Items from a dataset
• • • •

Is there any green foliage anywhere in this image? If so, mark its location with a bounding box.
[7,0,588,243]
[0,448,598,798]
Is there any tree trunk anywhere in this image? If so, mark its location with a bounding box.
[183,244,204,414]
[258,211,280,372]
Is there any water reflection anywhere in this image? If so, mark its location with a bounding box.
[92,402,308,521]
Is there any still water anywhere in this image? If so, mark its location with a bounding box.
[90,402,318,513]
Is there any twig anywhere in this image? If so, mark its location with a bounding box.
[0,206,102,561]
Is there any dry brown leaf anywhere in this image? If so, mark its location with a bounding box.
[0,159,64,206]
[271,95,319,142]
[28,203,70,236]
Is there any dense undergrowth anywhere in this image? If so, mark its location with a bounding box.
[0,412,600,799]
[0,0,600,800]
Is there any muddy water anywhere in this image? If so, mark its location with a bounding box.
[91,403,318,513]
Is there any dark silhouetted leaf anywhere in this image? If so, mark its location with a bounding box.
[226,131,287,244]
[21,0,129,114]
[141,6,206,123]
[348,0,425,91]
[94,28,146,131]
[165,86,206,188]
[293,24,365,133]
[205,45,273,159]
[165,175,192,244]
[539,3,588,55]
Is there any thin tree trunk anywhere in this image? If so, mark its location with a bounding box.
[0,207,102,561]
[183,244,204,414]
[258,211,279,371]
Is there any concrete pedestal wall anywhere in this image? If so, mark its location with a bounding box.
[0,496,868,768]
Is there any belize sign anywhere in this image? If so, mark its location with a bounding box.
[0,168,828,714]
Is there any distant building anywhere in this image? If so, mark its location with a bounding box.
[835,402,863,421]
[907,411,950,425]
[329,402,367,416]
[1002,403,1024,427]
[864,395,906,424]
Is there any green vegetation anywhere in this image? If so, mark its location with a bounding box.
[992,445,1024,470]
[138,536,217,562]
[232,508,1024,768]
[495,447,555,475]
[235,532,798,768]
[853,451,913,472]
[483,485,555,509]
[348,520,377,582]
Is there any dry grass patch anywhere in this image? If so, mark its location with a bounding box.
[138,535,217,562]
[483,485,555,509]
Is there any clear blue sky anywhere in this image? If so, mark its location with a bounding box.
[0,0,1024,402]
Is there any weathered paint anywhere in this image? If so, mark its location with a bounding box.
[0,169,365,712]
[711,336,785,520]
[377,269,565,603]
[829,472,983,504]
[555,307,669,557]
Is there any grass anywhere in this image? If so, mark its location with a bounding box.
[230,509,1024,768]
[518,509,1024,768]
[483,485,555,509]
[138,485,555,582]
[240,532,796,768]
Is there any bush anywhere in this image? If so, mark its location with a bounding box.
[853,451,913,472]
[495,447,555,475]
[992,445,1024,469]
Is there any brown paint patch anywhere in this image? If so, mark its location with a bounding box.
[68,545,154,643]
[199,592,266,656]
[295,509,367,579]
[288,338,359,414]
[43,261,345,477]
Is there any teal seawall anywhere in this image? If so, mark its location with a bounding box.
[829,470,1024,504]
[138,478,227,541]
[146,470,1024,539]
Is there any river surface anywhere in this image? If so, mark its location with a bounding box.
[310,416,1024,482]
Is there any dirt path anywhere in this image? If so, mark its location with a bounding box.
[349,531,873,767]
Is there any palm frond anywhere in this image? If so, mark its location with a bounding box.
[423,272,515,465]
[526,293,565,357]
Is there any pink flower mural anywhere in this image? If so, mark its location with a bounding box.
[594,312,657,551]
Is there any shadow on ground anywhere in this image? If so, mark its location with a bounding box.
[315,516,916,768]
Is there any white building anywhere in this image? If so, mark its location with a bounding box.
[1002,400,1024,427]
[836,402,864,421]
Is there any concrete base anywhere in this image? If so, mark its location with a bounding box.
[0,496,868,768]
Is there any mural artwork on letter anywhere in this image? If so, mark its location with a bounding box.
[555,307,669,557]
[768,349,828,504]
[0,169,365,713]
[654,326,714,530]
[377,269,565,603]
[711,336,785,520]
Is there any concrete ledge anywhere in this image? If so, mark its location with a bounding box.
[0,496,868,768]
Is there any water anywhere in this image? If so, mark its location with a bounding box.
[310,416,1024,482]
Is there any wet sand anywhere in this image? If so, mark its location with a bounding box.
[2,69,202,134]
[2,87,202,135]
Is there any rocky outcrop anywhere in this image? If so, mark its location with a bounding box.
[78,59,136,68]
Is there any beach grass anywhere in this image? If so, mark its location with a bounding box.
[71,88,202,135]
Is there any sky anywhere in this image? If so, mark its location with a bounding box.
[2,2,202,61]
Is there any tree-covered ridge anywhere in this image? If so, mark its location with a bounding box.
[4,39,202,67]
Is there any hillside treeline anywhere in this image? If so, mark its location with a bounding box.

• • • •

EXERCISE OBJECTIVE:
Reproduce every one of the rows above verbatim, line for line.

SOLVED EXERCISE:
Is there any green foliage anywhere in this image? If so, mark its location with a bounding box.
[7,0,588,243]
[0,448,598,798]
Is there any tree trunk anywhere in this image? If so, mark its location with a bounding box.
[183,244,204,414]
[258,211,280,372]
Is there any water reflection anywhere in this image? If so, mark its location with a bounding box.
[92,402,308,521]
Is there any still water anywhere in this image? If so, mark its location with a bounding box.
[90,402,318,513]
Is there any twig anywhere in this image? If so, mark its location with a bounding box.
[0,206,102,561]
Is there any dry brown leaf anywhere in this image? If so, mark its location with a bounding box.
[0,159,64,206]
[271,95,319,142]
[28,203,70,236]
Is there any dense undergrowth anywhere in this image? If so, mark its location with a bounding box.
[0,412,600,799]
[0,0,600,800]
Is there any muddy water anywhere in this image? If so, mark its location with a bounding box.
[91,403,318,513]
Is there any dark silhouetted leaf anywhere in this image? If so, mark its location with a bounding box.
[226,131,287,244]
[21,0,129,114]
[141,6,206,123]
[348,0,425,91]
[94,28,146,131]
[165,86,206,188]
[293,24,365,133]
[205,45,273,159]
[165,175,192,244]
[539,3,588,55]
Is there any thin tree trunk anywhere in this image? If so, mark its location with a bounding box.
[0,207,102,561]
[183,244,204,414]
[258,211,279,371]
Is there any concrete pedestal wall anywhere in this image? If so, mark its location with a bounding box.
[0,496,868,768]
Is there any belize sign anywhere in this image? If so, mark its location with a bounding box.
[0,168,828,714]
Is there any distant building anywhere in this image? If so, mark its location with a bounding box.
[835,402,863,421]
[907,411,950,425]
[329,402,367,416]
[1002,403,1024,427]
[864,395,906,424]
Is there any green vegetation anywhere in this image? If so, mark its location with a bounding box.
[992,445,1024,470]
[138,536,217,562]
[232,508,1024,768]
[495,447,555,475]
[235,532,798,768]
[853,451,913,472]
[483,485,555,509]
[348,520,377,582]
Is there any dry grass patch anywhere in this image? If so, mark its location with a bounding box.
[138,535,217,562]
[483,485,555,509]
Is there any clear blue sky anywhere in this image? If so, mark its location with a bounding box.
[0,0,1024,402]
Is there any weathered paint anywhere in this image? If so, mark its location with a bounding box.
[0,169,365,712]
[711,336,785,520]
[377,269,565,603]
[829,472,983,504]
[555,307,669,557]
Is there any grass anywhere in this image? If so, mark its location with a bounding box.
[230,509,1024,768]
[518,509,1024,768]
[483,485,555,509]
[138,485,555,582]
[240,532,796,768]
Is there any bush anywhere in this image? If so, mark its location with a bounding box.
[853,451,913,472]
[495,447,555,475]
[992,445,1024,469]
Is there any brown paint patch anywhere in this image? If so, mark its location with a bounding box.
[68,545,154,643]
[199,592,266,656]
[295,509,367,579]
[288,338,359,414]
[43,261,345,477]
Is there any teal seawall anywhere in this image? If so, mark its location with a bounding box.
[829,470,1024,504]
[138,478,227,541]
[146,470,1024,539]
Is there any river surface anywhere in this image? If so, mark its location with a bounding box.
[310,416,1024,482]
Is there any dirt path anywhere in this image? If so, mark its location with a bounding box.
[349,531,873,767]
Is there any palm frond anywhere in this image? If so, mark its location with a bounding box.
[423,272,515,465]
[526,293,565,357]
Is there any pink flower mural anywhere in this image? If so, mark its location with a bounding box.
[594,312,657,551]
Is there any shadow on ground anywhere in this image? If so, mark its location with a bounding box.
[315,516,916,768]
Is there any white building anywhere in this image? If so, mark its location with a bounding box.
[1002,400,1024,427]
[836,402,864,421]
Is there any concrete base anywhere in this image? If so, mark its location with a bounding box.
[0,496,868,768]
Is there any mural artwork on letter anywhere in this image? If so, mark its location with a bounding box.
[555,307,669,557]
[768,349,828,504]
[0,169,365,713]
[654,326,714,530]
[377,269,565,603]
[711,336,785,520]
Is there any concrete ledge anywhere in this image? If so, mark its location with a bounding box.
[0,496,868,768]
Is there any water anywhere in this image? If so, mark its location with a bounding box.
[310,416,1024,482]
Is there any wet sand anywhere in this image? If so, mark its location with a bounding box.
[2,69,202,134]
[2,87,202,135]
Is there any rocky outcrop anywhere in this image? If so, mark its location with a bounding box.
[78,59,136,68]
Is there any beach grass anywhere in this image? If so, mark its location with a bounding box.
[71,88,202,135]
Is there any sky anywhere in this image? If so, mark its location with a bounding box.
[2,2,202,61]
Is there any tree-covered ridge anywhere in this image? If so, mark its location with a bounding box.
[4,39,202,67]
Is there any hillside treeline anywhere in this image? If so, mark its location with a bounding box.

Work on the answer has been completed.